Exercise goal: Recast the records from the line containing "</instance>" through the end of the records as a Markdown table with two columns: "Row" for the row number and "Line" for the line itself. Leave out blank lines.

(Dataset entries)
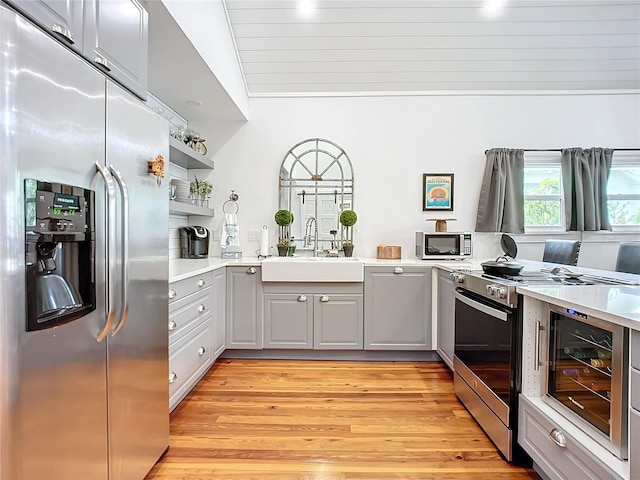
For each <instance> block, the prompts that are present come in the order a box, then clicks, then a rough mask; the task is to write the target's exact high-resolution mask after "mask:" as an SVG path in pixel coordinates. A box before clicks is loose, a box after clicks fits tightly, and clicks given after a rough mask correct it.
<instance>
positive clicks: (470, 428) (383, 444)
mask: <svg viewBox="0 0 640 480" xmlns="http://www.w3.org/2000/svg"><path fill="white" fill-rule="evenodd" d="M178 479H180V480H207V479H216V480H365V479H367V480H390V479H403V480H425V479H438V480H463V479H464V480H467V479H472V480H485V479H486V480H497V479H513V480H522V479H536V480H539V477H538V476H537V474H536V473H535V472H534V471H533V470H531V469H527V468H518V467H513V466H511V465H509V464H508V463H507V462H505V461H503V460H502V459H501V457H500V455H499V454H498V452H497V450H496V448H495V447H494V446H493V444H492V443H491V442H490V441H489V440H488V439H487V438H486V436H485V434H484V433H483V432H482V430H481V429H480V427H479V426H478V425H477V424H476V423H475V421H474V420H473V418H472V417H471V416H470V415H469V413H468V412H467V411H466V410H465V409H464V407H463V406H462V404H460V403H459V402H458V400H457V399H456V397H455V394H454V393H453V384H452V378H451V374H450V372H449V371H448V370H447V369H446V368H445V367H444V366H443V365H442V364H441V363H438V362H346V361H291V360H240V359H223V360H220V361H219V362H218V363H216V364H215V365H214V366H213V367H212V368H211V370H210V371H209V372H208V373H207V375H206V376H205V377H204V378H203V380H202V381H201V382H200V383H199V384H198V386H196V388H195V389H194V390H193V391H192V392H191V393H190V394H189V396H188V397H187V398H186V399H185V400H184V401H183V402H182V403H181V404H180V405H179V406H178V407H177V408H176V409H175V410H174V412H173V413H172V415H171V438H170V449H169V451H168V452H167V454H166V455H165V456H164V457H163V459H162V460H161V461H160V462H158V464H157V465H156V466H155V467H154V468H153V470H152V471H151V472H150V473H149V475H148V476H147V477H146V480H178Z"/></svg>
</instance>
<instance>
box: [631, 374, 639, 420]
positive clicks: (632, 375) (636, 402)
mask: <svg viewBox="0 0 640 480" xmlns="http://www.w3.org/2000/svg"><path fill="white" fill-rule="evenodd" d="M630 376H631V395H630V397H631V406H632V407H633V408H635V409H636V410H640V370H636V369H635V368H632V369H631V370H630Z"/></svg>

Your response:
| Row | Line |
|---|---|
| 1 | </instance> |
| 2 | <instance> |
| 3 | box: [631, 374, 639, 420] |
| 4 | positive clicks: (632, 375) (636, 402) |
| 5 | mask: <svg viewBox="0 0 640 480" xmlns="http://www.w3.org/2000/svg"><path fill="white" fill-rule="evenodd" d="M630 376H631V395H630V397H631V406H632V407H633V408H635V409H636V410H640V370H636V369H635V368H632V369H631V370H630Z"/></svg> |